Consignes —
[1] D'après le récit de l'entretien, répondez à ces questions :
(a) Quel objet est posé sur le bureau en réponse au reproche de la préposée ?
(b) Combien d'équipes équivalentes existent en France selon la préposée ?
(c) Quelle est la durée minimale du suivi psychologique imposé ?
[2] Reproduisez le passage du récit de l'entretien situé entre « Je pressens le » et « ses doigts potelés. », bornes incluses.
[3] Écrivez la suite du récit de l'entretien, à partir de sa dernière phrase.

Extrait fourni —
++++++++++++++++++++

Je pressens le gravier
dans le soulier, la mouche dans le potage.
Mais la série de
questions continue et va quasi consciencieusement jusqu’à son terme.
La préposée pose son
stylo et tapote le bord du bureau de ses doigts potelés.
Son regard se fige
soudain sur ma poitrine rebondie. Et la bougresse de me reprocher d’avoir
commencé un traitement hormonal sans contrôle (sous-entendu le leur je
suppose).
Je fais remarquer à son
éminence, redoutable observatrice, qu’il s’agit de simples prothèses et
lui en pose une sur le bureau. Même pas gênée, elle enchaîne : Pourquoi
ne voulez-vous pas rester simplement travesti ? ». « Ben ma
bonne dame, parce que précisément, si je voulais le rester, je ne serais pas là
à répondre à vos questions ! »
Et de m’expliquer
qu’elle travaille dans une équipe spécialisée, qu’il existe 4 ou 5 équipes
équivalentes en France s’occupant quasi exclusivement de tous les cas de
« transsexualité ». Qu’à ce titre, eux seuls sont habilités à
décider du bien fondé de notre démarche, que les critères de la vraie
« transsexualité » définie entre spécialistes, pour partiaux
qu’ils soient, sont précis nets et incontournables, que, qui sort de ces critères
sort du processus, que seulement 4 à 5% des « patients » sont sélectionnés
pour accéder au statut féminin ou masculin, au terme d’un suivi
psychologique minimum imposé de 2 ans.

++++++++++++++++++++

Données fournies —
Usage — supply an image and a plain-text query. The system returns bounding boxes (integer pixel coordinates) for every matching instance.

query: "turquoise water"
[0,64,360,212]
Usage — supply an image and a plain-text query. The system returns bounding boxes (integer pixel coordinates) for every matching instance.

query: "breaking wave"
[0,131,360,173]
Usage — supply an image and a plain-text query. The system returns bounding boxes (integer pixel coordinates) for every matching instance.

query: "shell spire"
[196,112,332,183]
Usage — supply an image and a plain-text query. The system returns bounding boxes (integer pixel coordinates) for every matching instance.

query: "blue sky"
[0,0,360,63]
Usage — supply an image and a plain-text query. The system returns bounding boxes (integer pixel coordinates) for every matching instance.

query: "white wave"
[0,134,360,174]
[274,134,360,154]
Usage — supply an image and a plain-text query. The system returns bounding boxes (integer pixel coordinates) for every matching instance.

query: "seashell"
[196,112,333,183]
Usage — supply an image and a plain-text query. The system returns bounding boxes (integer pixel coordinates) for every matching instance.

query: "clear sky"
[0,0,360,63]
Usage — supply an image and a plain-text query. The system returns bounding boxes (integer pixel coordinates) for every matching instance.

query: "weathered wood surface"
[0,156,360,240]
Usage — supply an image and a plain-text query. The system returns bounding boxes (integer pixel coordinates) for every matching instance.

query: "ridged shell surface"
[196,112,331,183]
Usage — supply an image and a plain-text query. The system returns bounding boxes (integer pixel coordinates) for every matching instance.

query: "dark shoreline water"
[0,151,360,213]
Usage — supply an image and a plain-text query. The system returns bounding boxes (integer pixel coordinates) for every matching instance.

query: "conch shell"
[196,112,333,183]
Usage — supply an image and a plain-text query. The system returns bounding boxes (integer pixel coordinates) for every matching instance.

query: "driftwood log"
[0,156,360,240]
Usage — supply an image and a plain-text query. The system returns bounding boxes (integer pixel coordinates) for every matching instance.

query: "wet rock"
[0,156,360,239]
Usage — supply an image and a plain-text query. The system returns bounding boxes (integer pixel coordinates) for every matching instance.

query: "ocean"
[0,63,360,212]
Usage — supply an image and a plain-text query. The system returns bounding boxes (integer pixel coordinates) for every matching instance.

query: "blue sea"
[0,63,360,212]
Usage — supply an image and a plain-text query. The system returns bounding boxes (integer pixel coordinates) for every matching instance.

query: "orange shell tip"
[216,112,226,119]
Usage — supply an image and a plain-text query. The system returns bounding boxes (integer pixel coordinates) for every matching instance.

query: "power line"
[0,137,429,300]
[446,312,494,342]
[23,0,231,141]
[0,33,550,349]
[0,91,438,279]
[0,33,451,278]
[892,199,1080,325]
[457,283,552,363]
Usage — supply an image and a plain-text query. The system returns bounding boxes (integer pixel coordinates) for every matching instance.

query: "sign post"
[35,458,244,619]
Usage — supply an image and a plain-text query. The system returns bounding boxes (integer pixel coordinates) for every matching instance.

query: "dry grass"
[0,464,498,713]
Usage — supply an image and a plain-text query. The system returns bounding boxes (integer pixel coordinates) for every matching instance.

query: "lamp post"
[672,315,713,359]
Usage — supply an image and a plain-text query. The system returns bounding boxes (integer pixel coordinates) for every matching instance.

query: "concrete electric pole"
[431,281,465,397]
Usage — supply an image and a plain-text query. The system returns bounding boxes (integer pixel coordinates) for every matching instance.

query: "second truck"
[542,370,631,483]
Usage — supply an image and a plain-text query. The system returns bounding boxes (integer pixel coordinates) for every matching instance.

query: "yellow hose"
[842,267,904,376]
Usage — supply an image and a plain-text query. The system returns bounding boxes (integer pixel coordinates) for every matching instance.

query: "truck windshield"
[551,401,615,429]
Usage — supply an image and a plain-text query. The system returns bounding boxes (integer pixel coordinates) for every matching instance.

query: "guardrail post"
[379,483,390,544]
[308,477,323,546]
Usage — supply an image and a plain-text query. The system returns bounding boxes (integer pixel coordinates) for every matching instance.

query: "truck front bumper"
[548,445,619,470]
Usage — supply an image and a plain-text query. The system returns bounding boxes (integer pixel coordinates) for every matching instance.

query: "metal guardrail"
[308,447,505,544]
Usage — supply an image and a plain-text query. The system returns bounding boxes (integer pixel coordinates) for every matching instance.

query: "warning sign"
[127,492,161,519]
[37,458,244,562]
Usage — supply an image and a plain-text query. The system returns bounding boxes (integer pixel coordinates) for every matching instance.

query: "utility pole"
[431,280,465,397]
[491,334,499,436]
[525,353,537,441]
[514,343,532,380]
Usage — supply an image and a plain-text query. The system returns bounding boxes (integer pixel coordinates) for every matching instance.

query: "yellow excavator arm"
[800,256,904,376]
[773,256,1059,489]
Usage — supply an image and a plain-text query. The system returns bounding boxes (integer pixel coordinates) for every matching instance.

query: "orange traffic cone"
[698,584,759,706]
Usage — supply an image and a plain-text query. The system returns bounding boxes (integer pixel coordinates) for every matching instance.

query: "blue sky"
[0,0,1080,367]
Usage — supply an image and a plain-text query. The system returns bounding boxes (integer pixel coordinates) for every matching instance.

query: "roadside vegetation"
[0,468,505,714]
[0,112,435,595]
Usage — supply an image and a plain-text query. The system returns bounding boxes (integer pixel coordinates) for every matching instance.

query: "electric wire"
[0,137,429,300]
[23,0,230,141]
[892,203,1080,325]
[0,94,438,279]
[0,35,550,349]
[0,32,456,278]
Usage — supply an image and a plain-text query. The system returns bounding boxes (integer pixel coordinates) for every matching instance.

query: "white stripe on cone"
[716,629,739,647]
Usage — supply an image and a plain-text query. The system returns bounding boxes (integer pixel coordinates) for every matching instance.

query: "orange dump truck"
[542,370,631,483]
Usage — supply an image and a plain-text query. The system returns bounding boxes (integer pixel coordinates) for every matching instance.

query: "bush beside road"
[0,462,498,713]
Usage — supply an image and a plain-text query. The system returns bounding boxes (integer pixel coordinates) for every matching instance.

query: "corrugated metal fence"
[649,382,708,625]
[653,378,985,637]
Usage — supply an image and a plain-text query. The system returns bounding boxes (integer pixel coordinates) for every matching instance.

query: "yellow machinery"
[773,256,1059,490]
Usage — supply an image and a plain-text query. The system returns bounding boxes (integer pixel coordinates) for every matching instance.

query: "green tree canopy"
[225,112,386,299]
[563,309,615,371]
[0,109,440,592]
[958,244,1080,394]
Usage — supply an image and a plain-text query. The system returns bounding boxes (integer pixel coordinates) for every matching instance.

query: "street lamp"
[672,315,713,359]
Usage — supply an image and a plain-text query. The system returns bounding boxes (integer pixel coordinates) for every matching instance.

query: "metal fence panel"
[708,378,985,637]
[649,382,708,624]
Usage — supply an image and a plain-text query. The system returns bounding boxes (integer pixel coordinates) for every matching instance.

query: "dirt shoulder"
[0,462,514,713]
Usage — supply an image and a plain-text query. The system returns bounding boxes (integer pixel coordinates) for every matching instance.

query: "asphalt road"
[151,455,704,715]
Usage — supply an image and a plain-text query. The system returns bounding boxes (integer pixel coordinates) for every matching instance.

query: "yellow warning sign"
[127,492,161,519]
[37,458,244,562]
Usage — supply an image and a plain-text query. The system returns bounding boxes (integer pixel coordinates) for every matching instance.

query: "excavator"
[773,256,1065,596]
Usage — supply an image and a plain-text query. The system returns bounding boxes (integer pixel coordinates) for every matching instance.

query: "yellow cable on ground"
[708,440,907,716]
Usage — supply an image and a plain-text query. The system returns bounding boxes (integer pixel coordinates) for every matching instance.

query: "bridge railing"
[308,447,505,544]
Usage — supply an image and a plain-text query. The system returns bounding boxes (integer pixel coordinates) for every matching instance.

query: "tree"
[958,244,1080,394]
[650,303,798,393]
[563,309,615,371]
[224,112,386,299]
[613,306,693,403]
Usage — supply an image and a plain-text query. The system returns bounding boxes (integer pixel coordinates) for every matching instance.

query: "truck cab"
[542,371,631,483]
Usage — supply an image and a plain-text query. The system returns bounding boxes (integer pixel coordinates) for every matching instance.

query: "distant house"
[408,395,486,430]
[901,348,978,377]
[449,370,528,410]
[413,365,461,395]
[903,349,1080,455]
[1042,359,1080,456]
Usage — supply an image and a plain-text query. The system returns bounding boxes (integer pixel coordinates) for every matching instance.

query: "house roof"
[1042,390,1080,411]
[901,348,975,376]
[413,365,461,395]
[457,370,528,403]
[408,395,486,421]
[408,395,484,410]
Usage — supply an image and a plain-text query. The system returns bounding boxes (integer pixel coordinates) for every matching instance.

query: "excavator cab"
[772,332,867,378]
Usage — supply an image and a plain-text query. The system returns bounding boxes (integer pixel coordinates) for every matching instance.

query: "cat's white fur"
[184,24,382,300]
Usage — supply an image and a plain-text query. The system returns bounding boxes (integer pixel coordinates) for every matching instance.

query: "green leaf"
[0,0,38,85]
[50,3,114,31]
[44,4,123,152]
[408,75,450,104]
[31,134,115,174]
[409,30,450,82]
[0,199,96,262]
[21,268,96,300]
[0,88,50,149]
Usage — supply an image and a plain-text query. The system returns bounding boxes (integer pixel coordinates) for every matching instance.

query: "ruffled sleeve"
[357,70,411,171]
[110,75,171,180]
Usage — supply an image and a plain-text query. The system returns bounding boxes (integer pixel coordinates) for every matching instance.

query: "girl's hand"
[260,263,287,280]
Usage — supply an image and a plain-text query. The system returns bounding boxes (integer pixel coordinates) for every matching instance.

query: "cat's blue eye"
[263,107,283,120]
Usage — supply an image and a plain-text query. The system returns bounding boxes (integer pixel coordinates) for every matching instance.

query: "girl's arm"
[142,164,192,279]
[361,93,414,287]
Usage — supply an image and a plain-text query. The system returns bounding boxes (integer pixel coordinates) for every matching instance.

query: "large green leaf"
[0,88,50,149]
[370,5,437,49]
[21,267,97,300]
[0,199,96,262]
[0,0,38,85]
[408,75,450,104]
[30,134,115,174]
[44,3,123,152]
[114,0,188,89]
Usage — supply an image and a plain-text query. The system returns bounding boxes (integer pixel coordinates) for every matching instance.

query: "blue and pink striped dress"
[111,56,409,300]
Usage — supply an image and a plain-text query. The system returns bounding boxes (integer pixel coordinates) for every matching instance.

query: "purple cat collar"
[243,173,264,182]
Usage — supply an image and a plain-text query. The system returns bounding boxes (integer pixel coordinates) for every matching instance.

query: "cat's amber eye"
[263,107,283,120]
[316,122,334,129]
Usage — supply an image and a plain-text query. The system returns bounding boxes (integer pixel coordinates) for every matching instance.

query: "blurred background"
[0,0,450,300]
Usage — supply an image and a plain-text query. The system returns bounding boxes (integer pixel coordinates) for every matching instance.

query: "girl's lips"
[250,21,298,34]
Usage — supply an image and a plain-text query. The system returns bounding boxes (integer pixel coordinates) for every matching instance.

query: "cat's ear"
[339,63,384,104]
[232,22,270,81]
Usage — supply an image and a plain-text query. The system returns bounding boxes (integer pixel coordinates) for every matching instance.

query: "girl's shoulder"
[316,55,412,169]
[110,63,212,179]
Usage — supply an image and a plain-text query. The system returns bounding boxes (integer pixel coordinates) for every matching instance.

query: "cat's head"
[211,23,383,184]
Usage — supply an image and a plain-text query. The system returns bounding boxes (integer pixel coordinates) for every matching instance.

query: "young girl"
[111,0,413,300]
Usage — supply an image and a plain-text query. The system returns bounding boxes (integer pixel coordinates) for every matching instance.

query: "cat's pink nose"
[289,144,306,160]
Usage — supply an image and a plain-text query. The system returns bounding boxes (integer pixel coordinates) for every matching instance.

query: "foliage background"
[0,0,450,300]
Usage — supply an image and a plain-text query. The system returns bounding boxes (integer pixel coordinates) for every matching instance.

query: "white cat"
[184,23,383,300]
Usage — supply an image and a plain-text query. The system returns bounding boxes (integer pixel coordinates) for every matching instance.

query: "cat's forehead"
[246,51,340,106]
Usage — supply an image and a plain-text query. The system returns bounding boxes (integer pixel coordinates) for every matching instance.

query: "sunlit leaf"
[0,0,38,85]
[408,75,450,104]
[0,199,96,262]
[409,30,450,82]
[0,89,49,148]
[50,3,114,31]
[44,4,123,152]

++++++++++++++++++++

Réponses par numéro —
[1]
(a) Une prothèse.
(b) 4 ou 5.
(c) 2 ans.

[2]
Je pressens le gravier
dans le soulier, la mouche dans le potage.
Mais la série de
questions continue et va quasi consciencieusement jusqu’à son terme.
La préposée pose son
stylo et tapote le bord du bureau de ses doigts potelés.

[3]
Interloquée par le débit
froid et comptable de cet hématozoaire, je me risque à lui demander si
franchement, au vu de ce premier interrogatoire, je réponds aux fameux critères.
Elle me dit que les tests sont loin d’être terminés, qu’il y aura enquête
de voisinage, auprès de ma famille aussi, mais que le fait d’avoir été marié
est un critère qui jouera probablement au final en ma défaveur.
« Pourquoi cela ? »
demandé je. L’effrontée rétorque sans sourciller que la vie commune avec
une femme est formellement contradictoire avec la « transsexualité »
selon leurs normes, que les vraies « transsexuelles », n’ont
jamais de rapport avec une femme et qu’elles ne se sont même jamais servies
de leur sexe et qu’enfin, preuve irréfutable s’il en est : « Elles
sont tellement mal dans leur tête qu’elles attentent à leurs jours et récidivent
plusieurs fois ».
Me suis-je seulement
suicidée une seule fois moi ? Mais qu’en sait-elle, l’héberluée ?
J’hallucine, je me
crispe encore plus.
Je me risque à lui dire
avec un sourire forcé, que les « vraies transsexuelles » doivent
probablement leur arriver dans un piètre état et que je suis désolée de me
présenter à elle toute pimpante, ni moitié pendue, ni agonisante sous
l’effet d’un calice de la mort…
Sœur sourire fait mine
de ne pas relever mon humour.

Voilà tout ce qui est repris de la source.